▸ **Aufgabenliste**
a: Schreib bitte aus dem Ausgangstext den Abschnitt von „Rechtliche Beurteilung“ bis einschließlich „Scheidung ohne Verschuldensausspruch.“ wortgetreu ab.
b: Sammle aus den Einträgen jede Zeile, die die Zeichenfolge „bottle“ enthält, und gib sie unverändert wieder. Groß- und Kleinschreibung zählt dabei.

▸ **Ausgangstext**

***

Rechtliche Beurteilung
Am 9.Dezember 1987 langte beim Obersten Gerichtshof als dem Revisionsgericht im früheren Ehescheidungsverfahren (§ 532 Abs.1 ZPO) die auf § 529 Abs.1 Z 2 ZPO gestützte Nichtigkeitsklage ein. Das Sachwalterschaftsgericht hat diese Prozeßführung genehmigt. In der Hauptsache begehrt die Nichtigkeitsklägerin die Abweisung des Scheidungsbegehrens, hilfsweise den Ausspruch eines überwiegenden Verschuldens des Mannes, mit einem weiteren Hilfsantrag eine Scheidung ohne Verschuldensausspruch.
Die Nichtigkeitsklägerin stützt ihr Begehren ausdrücklich darauf, daß sie nach Aufhebung des im ersten Rechtsgang gefällten Scheidungsurteiles durch den berufungsgerichtlichen Aufhebungsbeschluß vom 27.Januar 1984 prozeßunfähig gewesen wäre und nach wie vor prozeßunfähig sei.
Die Nichtigkeitsklägerin hatte im Scheidungsverfahren während des Laufes der Berufungsfrist einen Verfahrenshilfeantrag gestellt und war von der Einbringung der Berufung an, also schon während des Rechtsmittelverfahrens im ersten Rechtsgang und dann während des gesamten zweiten Rechtsganges durch den ihr im Rahmen der Verfahrenshilfe beigegebenen Rechtsanwalt vertreten. Verfahrenshilfeantrag und Bestellung des Rechtsanwaltes erfolgten noch vor dem in der Nichtigkeitsklage bezeichneten Zeitpunkt des berufungsgerichtlichen Aufhebungsbeschlusses vom 27.Januar 1984. Das Vorliegen der Prozeßfähigkeit bis zum Schluß der mündlichen Verhandlung erster Instanz im ersten Rechtsgang des Scheidungsverfahrens hatte das Prozeßgericht aufgrund einer gutächtlichen Äußerung des Sachverständigen in der mündlichen Streitverhandlung ausdrücklich bejaht. Die Erörterung und Prüfung der Prozeßfähigkeit in der mündlichen Streitverhandlung war aufgrund einer vom Prozeßgegner mit vorbereitendem Schriftsatz angekündigten Anregung erfolgt. Ein Antrag auf Nichtigerklärung des Verfahrens durch die von den Zweifeln an der Prozeßfähigkeit betroffene Prozeßpartei lag nicht vor. Das Prozeßgericht unterzog sich vielmehr aufgrund einer Anregung des Prozeßgegners einer amtswegigen Prüfung und bejahte die zweifelhaft gewordene Prozeßfähigkeit ausdrücklich in der Begründung seiner Sachentscheidung.

***

▸ **Datensätze**
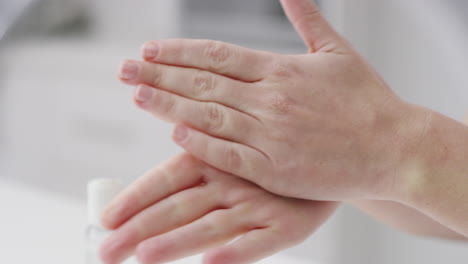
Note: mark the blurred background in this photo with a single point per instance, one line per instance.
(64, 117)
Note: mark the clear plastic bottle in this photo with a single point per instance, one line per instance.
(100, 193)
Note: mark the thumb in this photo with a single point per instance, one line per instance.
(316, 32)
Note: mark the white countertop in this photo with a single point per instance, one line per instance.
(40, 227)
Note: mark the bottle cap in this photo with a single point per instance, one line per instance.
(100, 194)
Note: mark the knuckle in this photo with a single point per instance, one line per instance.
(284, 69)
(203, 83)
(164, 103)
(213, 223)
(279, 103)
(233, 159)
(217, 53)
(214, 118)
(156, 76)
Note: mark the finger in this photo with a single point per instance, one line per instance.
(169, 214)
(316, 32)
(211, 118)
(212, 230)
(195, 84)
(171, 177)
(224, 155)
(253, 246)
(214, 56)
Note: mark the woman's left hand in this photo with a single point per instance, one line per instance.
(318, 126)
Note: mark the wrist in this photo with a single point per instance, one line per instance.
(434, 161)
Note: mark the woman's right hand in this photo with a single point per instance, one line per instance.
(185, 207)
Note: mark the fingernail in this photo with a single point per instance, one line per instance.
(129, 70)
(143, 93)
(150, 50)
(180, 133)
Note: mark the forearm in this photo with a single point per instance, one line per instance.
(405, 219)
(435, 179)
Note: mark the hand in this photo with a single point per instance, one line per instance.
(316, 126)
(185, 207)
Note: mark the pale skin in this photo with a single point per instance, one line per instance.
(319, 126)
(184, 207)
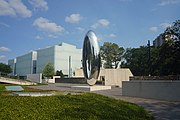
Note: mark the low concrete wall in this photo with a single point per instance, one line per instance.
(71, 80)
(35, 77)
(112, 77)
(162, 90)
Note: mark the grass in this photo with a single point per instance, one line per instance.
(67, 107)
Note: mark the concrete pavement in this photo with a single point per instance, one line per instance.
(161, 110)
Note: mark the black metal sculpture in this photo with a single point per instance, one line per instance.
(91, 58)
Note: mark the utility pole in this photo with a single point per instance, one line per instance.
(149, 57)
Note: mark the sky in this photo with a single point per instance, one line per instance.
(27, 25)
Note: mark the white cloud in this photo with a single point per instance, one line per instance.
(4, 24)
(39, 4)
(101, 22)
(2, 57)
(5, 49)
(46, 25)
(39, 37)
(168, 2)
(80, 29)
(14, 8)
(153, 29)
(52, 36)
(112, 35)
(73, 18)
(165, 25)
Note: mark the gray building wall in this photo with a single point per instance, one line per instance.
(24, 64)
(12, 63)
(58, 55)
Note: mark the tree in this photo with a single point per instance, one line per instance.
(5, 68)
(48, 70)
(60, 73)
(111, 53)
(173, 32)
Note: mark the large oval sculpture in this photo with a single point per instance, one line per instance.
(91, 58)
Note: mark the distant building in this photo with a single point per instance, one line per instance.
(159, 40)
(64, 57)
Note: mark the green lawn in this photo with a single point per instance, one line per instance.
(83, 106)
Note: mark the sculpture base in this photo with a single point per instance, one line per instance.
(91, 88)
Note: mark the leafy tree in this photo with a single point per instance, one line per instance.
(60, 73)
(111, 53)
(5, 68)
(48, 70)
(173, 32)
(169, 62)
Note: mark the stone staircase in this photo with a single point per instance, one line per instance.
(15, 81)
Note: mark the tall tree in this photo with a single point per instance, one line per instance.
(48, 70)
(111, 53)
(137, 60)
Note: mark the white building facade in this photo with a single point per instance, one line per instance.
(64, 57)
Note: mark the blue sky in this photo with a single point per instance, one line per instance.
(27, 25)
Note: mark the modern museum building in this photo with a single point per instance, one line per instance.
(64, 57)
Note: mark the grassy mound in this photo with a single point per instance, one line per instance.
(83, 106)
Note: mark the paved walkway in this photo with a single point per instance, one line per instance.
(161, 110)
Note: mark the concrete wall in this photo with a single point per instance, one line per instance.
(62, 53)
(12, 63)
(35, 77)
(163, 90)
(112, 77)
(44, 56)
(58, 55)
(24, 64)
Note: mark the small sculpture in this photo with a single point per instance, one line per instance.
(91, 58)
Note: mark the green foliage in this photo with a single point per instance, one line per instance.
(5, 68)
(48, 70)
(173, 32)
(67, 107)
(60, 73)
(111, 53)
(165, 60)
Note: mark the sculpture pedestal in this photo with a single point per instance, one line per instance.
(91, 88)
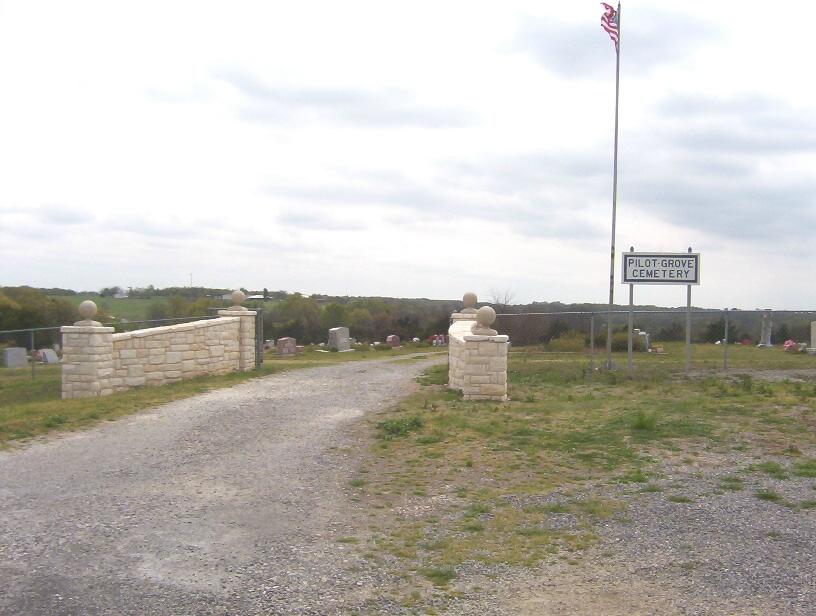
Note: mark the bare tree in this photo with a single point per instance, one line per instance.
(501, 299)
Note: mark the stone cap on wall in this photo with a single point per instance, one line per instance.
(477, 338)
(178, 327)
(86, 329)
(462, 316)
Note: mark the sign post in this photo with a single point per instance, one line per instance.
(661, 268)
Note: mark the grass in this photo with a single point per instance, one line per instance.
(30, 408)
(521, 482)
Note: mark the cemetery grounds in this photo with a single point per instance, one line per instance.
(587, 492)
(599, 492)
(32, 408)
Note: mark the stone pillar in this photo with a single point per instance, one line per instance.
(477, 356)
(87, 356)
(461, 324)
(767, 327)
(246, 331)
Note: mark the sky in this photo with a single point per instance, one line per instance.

***

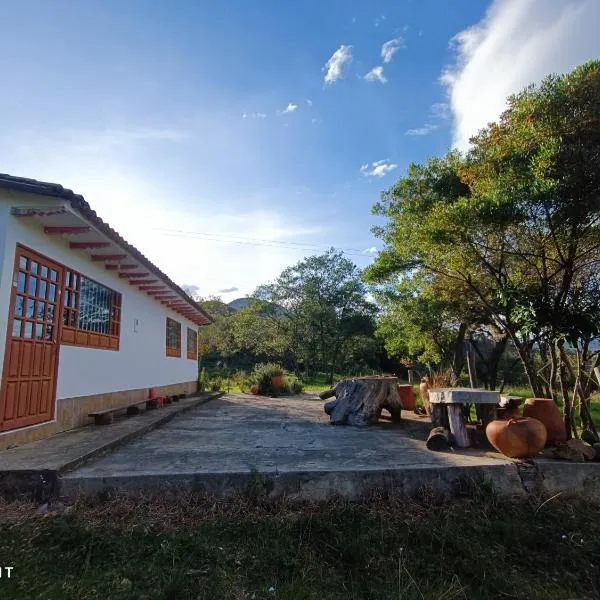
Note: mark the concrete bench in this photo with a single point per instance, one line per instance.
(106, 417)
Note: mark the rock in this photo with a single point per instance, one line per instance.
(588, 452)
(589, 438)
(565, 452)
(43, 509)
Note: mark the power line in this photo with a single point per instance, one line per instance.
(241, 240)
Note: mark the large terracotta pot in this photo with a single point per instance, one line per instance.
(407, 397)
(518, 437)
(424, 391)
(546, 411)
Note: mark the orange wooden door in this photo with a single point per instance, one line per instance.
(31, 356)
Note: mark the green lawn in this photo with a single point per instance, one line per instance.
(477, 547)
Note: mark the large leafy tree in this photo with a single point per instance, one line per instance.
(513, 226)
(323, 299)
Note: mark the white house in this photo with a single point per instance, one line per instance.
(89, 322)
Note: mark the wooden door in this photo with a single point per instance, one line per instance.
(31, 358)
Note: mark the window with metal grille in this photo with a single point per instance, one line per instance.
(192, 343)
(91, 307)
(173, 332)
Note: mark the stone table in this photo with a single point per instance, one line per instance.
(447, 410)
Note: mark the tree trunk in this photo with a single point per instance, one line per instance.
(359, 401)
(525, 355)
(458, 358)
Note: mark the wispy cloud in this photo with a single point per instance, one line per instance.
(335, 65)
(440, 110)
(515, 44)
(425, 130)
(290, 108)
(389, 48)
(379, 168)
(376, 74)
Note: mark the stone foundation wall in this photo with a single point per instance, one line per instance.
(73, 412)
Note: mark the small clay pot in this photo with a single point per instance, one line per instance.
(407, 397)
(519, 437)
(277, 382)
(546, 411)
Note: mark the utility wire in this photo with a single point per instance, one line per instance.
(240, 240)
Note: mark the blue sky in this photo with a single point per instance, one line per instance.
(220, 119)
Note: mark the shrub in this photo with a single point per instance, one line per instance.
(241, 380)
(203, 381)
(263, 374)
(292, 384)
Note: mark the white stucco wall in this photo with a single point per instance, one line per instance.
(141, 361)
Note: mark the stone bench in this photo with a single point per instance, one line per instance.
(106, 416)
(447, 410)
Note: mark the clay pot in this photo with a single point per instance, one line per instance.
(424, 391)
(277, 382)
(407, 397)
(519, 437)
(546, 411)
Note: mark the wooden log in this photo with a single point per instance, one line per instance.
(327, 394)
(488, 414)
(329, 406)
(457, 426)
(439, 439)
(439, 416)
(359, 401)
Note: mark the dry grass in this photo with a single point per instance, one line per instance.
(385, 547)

***

▸ **Die Antworten**
a:
Rechtliche Beurteilung
Am 9.Dezember 1987 langte beim Obersten Gerichtshof als dem Revisionsgericht im früheren Ehescheidungsverfahren (§ 532 Abs.1 ZPO) die auf § 529 Abs.1 Z 2 ZPO gestützte Nichtigkeitsklage ein. Das Sachwalterschaftsgericht hat diese Prozeßführung genehmigt. In der Hauptsache begehrt die Nichtigkeitsklägerin die Abweisung des Scheidungsbegehrens, hilfsweise den Ausspruch eines überwiegenden Verschuldens des Mannes, mit einem weiteren Hilfsantrag eine Scheidung ohne Verschuldensausspruch.

b:
Note: mark the clear plastic bottle in this photo with a single point per instance, one line per instance.
Note: mark the bottle cap in this photo with a single point per instance, one line per instance.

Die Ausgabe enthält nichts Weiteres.